───── Data excerpts ─────
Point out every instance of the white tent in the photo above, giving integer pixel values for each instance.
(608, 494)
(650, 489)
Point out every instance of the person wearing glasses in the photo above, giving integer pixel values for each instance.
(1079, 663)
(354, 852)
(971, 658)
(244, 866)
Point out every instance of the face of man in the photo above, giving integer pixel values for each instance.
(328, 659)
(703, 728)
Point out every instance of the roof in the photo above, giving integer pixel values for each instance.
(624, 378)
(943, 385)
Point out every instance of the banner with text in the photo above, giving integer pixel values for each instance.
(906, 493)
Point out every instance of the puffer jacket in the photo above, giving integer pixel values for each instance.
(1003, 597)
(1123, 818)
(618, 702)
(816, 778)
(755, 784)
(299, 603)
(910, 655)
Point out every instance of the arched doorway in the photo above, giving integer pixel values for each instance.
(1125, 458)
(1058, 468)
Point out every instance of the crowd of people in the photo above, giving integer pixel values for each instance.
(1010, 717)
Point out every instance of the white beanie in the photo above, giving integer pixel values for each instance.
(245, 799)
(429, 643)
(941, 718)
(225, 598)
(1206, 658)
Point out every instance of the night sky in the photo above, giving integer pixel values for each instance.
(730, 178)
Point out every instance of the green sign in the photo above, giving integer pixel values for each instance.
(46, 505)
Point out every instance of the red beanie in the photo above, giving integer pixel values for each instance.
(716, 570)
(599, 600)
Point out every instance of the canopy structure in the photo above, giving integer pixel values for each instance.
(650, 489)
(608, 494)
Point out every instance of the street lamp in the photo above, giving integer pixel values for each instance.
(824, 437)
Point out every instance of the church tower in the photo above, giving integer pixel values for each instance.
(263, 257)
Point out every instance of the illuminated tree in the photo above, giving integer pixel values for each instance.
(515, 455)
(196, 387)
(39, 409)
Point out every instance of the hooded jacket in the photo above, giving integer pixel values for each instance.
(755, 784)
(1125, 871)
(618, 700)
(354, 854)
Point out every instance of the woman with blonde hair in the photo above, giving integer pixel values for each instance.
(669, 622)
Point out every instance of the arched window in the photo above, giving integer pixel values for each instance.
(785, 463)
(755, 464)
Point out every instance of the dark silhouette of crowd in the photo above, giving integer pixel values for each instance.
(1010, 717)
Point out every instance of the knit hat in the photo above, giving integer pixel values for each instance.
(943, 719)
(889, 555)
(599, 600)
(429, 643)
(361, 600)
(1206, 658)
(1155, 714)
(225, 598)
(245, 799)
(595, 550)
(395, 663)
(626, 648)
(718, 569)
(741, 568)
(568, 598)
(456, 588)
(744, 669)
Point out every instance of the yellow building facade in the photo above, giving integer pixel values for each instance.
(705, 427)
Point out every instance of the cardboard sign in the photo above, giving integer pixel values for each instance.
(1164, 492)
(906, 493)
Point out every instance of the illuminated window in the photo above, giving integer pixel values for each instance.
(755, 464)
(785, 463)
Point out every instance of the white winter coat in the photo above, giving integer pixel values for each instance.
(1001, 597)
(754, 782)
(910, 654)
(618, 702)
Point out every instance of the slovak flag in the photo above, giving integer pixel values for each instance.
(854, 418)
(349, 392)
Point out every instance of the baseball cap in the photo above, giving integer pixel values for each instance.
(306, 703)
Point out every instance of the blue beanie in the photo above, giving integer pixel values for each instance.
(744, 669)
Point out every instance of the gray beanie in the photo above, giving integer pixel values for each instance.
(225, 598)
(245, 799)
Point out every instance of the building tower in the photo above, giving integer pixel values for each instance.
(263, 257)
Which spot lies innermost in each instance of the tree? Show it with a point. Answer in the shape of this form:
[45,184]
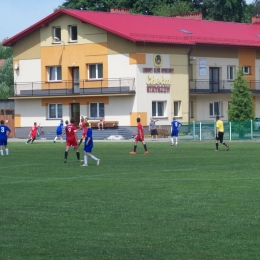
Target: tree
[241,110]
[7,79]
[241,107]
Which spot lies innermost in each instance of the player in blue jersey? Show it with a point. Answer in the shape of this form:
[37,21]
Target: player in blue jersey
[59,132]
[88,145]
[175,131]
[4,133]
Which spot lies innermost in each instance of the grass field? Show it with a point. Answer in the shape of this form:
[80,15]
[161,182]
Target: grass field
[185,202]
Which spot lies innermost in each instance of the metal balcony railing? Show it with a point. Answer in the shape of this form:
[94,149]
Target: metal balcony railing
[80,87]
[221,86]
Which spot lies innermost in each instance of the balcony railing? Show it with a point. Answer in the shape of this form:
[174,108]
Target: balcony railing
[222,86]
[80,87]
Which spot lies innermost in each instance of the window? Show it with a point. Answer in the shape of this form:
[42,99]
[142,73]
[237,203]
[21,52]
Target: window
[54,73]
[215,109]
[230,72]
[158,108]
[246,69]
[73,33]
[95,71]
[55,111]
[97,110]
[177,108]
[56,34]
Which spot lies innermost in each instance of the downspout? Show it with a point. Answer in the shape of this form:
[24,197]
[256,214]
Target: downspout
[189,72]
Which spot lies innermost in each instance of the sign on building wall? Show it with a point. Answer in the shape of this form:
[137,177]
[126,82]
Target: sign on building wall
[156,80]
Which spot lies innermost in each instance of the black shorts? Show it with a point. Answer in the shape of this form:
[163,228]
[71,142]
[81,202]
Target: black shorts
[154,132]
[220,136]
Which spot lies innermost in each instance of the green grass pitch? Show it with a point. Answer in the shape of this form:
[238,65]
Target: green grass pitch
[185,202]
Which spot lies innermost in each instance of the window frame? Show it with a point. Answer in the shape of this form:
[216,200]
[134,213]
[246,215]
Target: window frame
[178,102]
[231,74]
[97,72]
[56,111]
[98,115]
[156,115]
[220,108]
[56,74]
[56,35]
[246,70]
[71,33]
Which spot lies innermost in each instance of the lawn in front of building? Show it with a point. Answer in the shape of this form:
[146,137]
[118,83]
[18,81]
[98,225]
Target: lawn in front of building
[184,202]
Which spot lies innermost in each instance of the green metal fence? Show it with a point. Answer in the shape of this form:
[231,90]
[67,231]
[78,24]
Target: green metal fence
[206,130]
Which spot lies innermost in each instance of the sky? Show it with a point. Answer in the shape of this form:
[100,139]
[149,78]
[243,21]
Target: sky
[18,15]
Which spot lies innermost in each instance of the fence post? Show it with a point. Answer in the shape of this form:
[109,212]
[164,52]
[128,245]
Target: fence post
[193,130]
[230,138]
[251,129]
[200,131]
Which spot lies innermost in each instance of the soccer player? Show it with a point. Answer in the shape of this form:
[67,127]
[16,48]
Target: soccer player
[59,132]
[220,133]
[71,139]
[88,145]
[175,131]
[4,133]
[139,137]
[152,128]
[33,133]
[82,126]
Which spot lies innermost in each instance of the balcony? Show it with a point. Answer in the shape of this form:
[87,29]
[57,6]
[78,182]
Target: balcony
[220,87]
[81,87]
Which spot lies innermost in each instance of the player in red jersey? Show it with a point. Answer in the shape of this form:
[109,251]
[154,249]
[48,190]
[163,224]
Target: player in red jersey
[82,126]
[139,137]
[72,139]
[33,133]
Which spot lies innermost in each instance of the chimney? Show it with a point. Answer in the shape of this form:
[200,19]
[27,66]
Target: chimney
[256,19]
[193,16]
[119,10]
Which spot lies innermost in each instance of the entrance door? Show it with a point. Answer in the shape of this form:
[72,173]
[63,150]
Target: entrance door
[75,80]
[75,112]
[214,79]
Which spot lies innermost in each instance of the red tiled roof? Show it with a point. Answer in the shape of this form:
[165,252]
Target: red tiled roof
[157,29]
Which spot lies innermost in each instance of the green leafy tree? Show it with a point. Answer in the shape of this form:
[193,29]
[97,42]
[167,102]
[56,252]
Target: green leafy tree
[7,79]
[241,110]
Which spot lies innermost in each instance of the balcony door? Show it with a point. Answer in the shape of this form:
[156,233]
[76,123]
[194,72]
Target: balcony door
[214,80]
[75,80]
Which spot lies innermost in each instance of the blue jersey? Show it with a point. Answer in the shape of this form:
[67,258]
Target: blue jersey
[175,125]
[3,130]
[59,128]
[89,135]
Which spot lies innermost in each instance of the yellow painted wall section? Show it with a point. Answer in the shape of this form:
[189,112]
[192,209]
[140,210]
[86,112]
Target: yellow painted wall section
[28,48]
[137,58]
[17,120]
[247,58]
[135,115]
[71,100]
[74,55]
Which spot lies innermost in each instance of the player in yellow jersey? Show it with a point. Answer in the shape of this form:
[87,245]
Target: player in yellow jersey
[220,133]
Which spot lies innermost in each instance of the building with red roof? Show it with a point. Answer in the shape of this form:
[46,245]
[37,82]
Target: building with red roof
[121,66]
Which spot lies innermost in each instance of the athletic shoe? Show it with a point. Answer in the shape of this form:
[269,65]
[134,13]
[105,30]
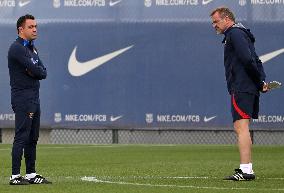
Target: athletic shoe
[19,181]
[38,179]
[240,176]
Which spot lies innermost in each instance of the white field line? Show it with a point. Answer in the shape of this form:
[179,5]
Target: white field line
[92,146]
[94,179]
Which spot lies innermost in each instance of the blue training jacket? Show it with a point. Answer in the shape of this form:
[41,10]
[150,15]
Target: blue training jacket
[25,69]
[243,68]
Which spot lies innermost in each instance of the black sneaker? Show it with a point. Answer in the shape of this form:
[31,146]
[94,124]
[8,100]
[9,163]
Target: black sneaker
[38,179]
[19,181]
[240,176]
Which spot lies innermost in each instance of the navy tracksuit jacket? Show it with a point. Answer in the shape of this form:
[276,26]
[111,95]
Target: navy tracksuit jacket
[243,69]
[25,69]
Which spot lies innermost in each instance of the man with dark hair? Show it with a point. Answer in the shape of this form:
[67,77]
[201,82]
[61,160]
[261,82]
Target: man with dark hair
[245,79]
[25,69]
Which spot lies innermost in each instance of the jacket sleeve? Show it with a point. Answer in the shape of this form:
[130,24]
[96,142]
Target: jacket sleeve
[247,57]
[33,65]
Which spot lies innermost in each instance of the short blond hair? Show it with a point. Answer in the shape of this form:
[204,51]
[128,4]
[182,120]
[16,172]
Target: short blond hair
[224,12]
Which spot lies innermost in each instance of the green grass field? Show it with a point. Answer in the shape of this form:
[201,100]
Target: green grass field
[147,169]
─────
───── Data excerpts ─────
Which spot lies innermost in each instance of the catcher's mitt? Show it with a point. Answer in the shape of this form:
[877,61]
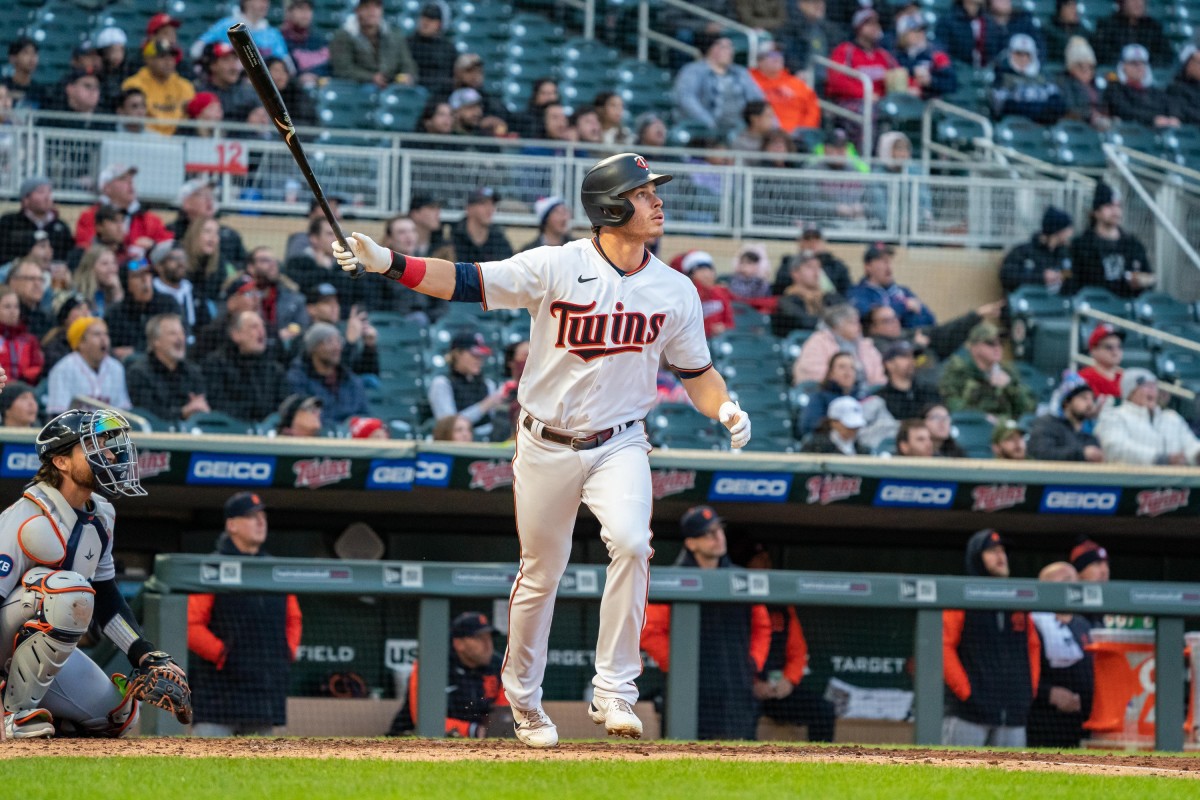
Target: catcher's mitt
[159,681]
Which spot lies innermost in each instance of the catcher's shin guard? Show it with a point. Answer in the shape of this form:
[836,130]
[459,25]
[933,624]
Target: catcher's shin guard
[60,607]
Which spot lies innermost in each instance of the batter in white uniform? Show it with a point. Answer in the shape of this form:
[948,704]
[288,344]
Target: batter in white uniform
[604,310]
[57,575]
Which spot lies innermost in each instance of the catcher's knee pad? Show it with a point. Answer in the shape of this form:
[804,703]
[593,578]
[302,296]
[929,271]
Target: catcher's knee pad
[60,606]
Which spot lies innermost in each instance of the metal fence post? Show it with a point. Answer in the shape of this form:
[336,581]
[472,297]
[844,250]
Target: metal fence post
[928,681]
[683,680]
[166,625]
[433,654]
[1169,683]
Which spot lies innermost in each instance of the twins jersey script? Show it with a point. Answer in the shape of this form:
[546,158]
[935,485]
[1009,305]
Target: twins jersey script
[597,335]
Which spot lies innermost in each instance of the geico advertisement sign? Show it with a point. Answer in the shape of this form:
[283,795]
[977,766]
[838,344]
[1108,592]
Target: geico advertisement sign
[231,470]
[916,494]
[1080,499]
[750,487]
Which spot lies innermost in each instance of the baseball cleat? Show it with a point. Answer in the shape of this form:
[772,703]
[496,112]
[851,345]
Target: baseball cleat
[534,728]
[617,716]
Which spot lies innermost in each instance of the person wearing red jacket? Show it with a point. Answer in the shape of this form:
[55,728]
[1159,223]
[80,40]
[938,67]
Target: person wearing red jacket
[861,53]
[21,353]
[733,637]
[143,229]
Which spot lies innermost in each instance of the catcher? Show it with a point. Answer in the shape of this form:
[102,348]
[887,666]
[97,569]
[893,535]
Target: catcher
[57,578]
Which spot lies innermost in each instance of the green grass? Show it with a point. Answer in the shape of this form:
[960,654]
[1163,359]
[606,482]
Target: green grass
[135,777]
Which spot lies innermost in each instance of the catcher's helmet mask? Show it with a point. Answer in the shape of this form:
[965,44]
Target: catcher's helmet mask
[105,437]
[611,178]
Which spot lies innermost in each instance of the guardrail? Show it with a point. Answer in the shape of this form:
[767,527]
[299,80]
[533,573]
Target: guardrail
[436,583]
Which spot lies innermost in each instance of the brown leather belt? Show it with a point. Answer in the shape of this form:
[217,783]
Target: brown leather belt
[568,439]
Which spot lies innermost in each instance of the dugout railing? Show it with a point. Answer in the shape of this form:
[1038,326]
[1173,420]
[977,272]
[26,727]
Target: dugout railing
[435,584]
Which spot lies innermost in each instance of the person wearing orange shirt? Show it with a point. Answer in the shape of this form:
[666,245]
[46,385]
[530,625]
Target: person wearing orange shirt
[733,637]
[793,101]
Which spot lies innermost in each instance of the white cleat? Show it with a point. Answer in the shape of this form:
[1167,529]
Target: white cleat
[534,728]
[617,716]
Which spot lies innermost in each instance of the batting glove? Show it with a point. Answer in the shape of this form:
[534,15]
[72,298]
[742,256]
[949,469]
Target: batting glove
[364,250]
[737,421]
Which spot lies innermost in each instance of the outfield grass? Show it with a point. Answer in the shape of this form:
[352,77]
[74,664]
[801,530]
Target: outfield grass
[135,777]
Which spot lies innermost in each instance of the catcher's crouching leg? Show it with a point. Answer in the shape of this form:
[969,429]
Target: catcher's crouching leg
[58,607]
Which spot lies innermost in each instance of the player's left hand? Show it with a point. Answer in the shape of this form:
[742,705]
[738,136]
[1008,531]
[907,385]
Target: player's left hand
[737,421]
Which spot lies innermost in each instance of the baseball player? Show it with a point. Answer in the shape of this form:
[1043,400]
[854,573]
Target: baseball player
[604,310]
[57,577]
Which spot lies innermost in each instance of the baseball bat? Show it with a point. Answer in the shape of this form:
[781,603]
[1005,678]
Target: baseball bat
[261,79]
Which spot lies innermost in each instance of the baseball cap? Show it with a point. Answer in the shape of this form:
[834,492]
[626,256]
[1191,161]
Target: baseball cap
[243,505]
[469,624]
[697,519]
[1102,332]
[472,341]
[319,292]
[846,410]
─────
───── Data excerpts ─────
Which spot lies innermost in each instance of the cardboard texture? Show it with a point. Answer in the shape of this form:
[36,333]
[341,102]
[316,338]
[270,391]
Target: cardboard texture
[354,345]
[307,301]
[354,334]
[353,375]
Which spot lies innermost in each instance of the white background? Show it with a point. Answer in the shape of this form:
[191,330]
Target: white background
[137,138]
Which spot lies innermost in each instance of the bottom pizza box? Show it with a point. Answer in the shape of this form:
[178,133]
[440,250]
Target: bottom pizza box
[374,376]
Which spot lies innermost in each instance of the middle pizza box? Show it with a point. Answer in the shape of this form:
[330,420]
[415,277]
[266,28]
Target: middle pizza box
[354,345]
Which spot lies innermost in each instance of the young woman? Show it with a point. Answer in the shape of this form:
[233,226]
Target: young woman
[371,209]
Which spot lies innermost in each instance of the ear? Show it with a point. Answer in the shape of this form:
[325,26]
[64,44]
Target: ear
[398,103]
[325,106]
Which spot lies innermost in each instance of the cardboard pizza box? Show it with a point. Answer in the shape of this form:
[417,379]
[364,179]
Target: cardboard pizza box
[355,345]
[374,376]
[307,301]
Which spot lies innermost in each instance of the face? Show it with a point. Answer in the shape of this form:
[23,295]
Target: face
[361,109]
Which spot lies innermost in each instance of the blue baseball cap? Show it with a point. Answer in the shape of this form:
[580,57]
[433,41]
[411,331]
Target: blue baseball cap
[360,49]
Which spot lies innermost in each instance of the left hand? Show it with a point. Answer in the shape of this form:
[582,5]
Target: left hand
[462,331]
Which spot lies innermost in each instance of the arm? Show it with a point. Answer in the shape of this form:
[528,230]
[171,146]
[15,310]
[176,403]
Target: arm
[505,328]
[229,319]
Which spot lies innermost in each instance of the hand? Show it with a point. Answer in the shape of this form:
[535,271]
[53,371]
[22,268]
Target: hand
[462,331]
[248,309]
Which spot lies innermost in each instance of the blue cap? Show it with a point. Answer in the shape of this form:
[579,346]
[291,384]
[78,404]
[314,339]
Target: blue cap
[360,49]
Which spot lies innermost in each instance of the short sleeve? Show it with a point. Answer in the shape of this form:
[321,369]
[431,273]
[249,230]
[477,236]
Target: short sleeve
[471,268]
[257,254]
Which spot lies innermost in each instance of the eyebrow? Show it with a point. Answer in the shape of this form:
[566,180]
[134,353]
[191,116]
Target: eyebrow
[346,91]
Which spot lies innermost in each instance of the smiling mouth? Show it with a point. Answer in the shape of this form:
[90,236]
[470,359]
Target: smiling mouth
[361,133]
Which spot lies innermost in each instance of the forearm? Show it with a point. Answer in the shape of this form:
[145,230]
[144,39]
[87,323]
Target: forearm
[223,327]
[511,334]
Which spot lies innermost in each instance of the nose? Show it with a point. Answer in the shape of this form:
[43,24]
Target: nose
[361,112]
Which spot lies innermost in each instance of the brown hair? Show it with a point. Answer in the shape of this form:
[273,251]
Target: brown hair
─────
Problem to work on: What are the lines, exactly as written above, from the line with "Target: short sleeve" to the line with "Target: brown hair", both included? Output only those.

Reply:
Target: short sleeve
[471,268]
[257,254]
Which spot lies innermost in each instance of the eyebrow? Show it with a point. Answer in the shape of this form:
[566,180]
[134,353]
[191,116]
Target: eyebrow
[346,91]
Which spot lies innermost in each instance of the smiling mouth? Show it with a point. Answer in the shape of this form:
[90,236]
[470,359]
Target: smiling mouth
[361,133]
Which spot lies innermost in each instance of the forearm? Show it with a point. Answer in the shape of this form:
[145,230]
[144,39]
[87,323]
Target: forearm
[223,327]
[511,334]
Which spot lies innermost in each instance of the nose? Show it with a point. Answer in the shape of this form:
[43,24]
Target: nose
[361,112]
Which spot lies innermost in each instance of the brown hair? Show it with a point. Answer in the shape of this form:
[273,251]
Target: brown hair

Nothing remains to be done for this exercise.